In the listing below, take the stretch from the line containing "the green grass" through the line containing "<point>31,70</point>", and format those lines alone as a JSON list of strings, one string per line, leaving out any blank lines.

>> begin Dataset content

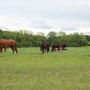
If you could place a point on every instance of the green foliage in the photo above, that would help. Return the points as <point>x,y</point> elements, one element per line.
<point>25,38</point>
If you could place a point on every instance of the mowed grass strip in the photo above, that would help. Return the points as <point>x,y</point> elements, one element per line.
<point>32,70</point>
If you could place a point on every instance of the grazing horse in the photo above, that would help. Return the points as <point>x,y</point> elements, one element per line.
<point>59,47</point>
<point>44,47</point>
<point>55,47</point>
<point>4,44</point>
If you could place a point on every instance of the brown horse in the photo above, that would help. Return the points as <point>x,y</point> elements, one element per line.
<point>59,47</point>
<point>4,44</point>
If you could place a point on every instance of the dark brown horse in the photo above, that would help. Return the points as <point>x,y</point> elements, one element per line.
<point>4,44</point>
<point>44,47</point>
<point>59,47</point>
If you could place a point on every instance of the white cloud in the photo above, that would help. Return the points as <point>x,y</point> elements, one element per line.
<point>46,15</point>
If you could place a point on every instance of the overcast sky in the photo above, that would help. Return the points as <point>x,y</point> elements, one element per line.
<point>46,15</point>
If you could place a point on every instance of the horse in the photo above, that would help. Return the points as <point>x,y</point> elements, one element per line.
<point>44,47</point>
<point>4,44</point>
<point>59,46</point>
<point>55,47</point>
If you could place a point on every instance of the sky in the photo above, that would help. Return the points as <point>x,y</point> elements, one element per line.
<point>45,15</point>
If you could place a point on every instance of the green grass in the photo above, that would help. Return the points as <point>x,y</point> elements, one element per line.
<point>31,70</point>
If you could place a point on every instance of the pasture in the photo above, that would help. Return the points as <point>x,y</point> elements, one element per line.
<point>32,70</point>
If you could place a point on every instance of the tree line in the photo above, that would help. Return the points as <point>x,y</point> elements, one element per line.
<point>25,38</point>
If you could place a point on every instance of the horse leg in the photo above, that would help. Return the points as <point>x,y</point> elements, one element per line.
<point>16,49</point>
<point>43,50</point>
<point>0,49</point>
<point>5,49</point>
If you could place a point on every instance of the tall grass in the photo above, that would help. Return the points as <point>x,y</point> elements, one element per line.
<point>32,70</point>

>> end Dataset content

▶ _Complete output_:
[
  "If you could place a point on every instance of the green grass in the photo above, that would help. Return the points as <point>x,y</point> elements, one element per line.",
  "<point>31,70</point>"
]